Problem description: Would you set down all of the entries below exactly as they stand?

++++ Provided data ++++

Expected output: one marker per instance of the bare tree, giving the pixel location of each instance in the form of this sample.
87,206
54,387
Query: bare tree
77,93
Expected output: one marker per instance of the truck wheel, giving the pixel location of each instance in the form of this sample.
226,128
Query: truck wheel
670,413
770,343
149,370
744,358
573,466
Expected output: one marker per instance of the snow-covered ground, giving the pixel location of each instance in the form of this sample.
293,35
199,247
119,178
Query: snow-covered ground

++++

Response:
Expected output: one marker per instance of the bare tree, giving the pixel location of each instance in the form of this sample.
87,206
54,387
Query: bare tree
77,93
Expected output: one marker per instance of the truck wheel, giving the pixel location of each instance in the form of this sample.
226,128
Query: truck wheel
670,413
770,343
149,370
744,358
573,466
Expected output: one marker per instance of the snow-covered ground, giving the pixel location of each instance in the form of this sample.
293,35
199,247
119,178
Query: snow-covered ground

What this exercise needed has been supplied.